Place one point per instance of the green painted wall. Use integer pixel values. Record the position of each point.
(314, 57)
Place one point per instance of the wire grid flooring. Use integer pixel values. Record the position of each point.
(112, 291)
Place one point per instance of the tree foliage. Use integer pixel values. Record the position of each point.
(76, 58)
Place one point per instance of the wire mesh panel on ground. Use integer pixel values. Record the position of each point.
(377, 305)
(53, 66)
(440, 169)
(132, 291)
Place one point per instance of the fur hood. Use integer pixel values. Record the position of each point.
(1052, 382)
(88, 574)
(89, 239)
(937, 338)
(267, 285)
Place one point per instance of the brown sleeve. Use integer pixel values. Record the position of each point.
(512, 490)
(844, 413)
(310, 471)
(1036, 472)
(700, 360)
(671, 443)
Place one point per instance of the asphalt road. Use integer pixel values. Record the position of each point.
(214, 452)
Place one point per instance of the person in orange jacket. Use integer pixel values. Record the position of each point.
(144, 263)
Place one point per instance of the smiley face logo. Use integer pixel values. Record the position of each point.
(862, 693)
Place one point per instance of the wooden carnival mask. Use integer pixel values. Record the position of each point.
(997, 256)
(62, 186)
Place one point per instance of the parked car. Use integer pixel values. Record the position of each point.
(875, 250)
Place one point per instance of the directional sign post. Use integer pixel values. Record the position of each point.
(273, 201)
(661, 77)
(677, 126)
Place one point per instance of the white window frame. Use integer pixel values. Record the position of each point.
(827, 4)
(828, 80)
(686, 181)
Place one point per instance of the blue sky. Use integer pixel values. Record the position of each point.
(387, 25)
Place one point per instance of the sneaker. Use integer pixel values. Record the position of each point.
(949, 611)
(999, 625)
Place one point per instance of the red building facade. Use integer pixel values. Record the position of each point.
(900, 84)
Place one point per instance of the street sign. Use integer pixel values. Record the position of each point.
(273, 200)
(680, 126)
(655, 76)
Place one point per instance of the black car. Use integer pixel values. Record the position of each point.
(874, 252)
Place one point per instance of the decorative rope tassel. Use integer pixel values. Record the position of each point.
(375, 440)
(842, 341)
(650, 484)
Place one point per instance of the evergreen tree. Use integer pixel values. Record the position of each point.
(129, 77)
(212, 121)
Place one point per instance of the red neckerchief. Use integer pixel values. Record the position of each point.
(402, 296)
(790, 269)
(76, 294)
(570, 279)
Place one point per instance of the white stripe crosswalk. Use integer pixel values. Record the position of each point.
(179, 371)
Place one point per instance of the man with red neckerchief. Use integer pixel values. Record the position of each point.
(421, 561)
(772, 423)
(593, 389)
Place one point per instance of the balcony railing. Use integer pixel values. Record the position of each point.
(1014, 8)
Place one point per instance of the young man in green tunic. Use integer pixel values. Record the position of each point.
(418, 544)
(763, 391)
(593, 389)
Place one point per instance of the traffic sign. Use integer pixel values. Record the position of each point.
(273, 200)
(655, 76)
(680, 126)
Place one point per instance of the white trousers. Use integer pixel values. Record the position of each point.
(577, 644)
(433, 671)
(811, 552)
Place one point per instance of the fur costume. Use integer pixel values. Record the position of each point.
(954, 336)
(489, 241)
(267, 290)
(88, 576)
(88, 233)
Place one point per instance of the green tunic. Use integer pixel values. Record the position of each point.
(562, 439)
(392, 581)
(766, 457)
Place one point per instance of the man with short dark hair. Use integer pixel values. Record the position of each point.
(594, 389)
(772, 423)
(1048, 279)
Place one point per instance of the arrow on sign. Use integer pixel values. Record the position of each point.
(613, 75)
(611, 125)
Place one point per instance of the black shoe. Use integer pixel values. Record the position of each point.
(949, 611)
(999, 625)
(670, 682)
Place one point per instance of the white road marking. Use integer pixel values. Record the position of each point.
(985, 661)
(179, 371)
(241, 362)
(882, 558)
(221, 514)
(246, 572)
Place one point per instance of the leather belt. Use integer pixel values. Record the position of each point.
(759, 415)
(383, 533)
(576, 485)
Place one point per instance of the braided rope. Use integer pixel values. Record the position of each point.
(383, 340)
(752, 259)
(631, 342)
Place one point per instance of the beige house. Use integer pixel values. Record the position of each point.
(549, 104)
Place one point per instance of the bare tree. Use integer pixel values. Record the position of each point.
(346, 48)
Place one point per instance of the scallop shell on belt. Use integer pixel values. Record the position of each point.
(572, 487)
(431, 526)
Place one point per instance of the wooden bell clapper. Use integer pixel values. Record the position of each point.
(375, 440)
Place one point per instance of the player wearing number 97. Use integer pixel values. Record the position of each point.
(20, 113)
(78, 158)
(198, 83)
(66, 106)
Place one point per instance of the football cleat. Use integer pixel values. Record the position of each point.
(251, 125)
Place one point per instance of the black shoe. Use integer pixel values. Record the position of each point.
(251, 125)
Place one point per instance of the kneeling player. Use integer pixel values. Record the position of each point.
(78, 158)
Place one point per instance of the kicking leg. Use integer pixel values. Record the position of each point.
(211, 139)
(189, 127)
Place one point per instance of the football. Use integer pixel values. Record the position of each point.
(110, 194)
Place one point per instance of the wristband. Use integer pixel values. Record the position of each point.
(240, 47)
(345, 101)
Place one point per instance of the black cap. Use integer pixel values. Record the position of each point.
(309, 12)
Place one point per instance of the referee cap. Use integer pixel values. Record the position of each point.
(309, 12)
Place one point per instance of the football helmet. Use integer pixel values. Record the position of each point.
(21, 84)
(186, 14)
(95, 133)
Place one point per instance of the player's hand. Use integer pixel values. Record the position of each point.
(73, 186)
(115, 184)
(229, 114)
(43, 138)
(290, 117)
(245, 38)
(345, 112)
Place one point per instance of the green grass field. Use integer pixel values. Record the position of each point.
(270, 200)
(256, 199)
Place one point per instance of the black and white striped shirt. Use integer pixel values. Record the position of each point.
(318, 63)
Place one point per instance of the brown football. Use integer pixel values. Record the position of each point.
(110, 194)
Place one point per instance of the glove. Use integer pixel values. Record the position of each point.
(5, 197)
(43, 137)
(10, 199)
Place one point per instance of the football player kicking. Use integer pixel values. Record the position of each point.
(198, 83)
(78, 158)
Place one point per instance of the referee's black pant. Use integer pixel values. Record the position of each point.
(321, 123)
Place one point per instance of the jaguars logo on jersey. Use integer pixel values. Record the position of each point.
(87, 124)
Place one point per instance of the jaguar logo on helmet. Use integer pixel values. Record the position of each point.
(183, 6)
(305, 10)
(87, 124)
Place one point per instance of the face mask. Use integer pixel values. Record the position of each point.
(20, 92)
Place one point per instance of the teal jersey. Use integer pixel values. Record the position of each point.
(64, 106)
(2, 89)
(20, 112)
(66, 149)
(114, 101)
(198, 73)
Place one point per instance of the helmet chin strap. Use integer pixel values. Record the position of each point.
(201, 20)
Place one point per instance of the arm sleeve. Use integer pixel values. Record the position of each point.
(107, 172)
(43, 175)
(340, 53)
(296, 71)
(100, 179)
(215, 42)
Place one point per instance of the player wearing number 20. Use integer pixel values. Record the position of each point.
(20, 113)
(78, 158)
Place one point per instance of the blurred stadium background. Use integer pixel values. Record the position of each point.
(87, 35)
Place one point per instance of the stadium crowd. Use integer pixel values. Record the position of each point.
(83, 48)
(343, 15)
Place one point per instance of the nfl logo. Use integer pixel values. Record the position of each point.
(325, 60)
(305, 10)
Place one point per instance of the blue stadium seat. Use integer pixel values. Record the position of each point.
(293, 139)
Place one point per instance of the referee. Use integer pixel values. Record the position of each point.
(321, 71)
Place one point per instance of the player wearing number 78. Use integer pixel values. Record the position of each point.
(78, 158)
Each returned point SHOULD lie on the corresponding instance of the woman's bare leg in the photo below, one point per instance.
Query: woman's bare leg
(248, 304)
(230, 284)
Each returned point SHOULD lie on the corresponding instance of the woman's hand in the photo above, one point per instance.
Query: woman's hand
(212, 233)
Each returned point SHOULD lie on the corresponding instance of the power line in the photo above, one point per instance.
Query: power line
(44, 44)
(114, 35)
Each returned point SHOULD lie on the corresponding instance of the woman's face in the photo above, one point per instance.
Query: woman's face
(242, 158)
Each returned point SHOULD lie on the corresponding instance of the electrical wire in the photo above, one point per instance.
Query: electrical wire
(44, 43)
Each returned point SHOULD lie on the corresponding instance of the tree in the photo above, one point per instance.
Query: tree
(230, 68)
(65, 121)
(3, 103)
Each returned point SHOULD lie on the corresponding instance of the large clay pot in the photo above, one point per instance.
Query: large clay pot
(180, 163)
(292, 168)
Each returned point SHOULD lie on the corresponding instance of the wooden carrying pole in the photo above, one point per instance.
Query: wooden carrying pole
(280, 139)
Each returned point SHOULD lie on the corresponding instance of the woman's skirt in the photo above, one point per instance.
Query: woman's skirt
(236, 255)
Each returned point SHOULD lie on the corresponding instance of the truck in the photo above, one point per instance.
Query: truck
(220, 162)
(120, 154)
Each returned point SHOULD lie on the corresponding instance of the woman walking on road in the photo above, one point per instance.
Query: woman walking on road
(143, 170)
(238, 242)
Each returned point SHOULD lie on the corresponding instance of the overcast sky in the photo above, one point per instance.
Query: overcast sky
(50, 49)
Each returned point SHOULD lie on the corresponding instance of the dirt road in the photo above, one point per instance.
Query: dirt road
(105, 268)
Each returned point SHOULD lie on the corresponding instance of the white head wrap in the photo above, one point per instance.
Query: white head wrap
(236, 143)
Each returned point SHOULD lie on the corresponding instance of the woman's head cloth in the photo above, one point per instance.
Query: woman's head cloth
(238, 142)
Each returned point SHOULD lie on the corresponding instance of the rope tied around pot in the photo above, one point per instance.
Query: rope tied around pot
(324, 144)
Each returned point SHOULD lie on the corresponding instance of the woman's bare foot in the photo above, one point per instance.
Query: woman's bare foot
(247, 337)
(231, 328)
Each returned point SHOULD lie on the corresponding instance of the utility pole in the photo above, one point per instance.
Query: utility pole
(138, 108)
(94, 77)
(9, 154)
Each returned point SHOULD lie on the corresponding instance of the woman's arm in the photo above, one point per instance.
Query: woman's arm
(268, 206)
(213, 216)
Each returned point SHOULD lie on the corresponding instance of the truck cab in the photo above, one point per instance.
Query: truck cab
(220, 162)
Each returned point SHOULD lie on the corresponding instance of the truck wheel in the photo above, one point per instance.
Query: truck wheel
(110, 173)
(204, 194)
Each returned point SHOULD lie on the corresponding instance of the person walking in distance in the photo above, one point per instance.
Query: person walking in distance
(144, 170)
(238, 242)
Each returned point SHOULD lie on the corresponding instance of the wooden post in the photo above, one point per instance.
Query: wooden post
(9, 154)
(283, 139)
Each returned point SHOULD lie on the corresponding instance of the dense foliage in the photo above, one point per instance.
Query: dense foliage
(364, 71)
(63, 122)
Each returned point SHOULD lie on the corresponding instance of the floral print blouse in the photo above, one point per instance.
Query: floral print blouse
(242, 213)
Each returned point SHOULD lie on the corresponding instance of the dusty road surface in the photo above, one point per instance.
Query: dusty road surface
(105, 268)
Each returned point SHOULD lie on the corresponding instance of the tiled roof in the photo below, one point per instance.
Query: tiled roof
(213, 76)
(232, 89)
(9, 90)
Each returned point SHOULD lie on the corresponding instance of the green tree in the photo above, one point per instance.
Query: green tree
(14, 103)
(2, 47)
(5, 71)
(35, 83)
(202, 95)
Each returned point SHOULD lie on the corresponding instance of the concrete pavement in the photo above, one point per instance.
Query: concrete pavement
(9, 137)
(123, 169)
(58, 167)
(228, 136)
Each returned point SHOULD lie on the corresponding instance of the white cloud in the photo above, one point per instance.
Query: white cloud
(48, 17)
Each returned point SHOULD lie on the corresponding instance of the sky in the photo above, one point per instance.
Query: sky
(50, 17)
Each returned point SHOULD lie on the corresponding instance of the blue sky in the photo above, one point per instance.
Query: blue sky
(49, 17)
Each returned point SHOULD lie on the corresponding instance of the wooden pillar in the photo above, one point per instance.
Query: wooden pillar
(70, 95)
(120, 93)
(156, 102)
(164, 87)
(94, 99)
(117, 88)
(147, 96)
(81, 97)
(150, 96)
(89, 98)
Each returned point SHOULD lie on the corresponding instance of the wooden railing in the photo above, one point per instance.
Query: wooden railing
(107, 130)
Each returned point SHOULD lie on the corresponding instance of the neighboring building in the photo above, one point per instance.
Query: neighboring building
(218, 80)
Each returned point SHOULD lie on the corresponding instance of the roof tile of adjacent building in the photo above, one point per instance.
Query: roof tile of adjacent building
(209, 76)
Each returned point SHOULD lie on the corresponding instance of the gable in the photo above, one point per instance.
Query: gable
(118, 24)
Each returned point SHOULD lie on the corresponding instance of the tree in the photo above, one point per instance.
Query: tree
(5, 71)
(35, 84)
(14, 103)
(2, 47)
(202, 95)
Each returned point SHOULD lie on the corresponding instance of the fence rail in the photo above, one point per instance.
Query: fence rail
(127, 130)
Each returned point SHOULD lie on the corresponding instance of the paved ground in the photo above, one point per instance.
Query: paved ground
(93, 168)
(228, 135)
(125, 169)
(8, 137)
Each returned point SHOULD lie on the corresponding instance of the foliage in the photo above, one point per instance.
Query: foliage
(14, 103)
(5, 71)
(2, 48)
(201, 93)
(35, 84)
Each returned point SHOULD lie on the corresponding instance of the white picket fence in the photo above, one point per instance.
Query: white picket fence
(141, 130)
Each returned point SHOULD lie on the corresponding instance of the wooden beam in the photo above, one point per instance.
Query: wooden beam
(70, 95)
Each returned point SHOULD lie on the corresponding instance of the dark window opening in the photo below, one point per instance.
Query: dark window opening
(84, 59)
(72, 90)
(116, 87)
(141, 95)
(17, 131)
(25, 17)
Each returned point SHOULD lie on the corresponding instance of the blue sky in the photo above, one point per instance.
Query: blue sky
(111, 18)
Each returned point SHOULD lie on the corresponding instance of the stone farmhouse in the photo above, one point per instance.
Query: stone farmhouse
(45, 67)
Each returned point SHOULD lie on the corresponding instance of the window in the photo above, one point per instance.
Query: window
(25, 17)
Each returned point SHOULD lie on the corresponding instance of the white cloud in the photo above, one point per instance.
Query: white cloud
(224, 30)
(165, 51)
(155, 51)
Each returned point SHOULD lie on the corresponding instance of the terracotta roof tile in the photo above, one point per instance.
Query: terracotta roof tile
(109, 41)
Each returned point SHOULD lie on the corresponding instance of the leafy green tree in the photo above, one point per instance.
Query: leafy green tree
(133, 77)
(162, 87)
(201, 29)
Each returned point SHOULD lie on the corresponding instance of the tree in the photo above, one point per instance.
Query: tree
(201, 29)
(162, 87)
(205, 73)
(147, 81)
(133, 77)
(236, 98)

===============

## PROBLEM DESCRIPTION:
The lines to return are those with the string "below" in them; copy each from the entries above.

## SOLVED EXERCISE:
Each returned point SHOULD lie on the corresponding instance of the woman's bare leg in the photo below, one point per instance.
Each returned point SHOULD lie on the corresponding instance of the tiled roof in the photo below, one point per instance.
Each returned point SHOULD lie on the corresponding instance of the dark window opening in the photo below, one point per instance.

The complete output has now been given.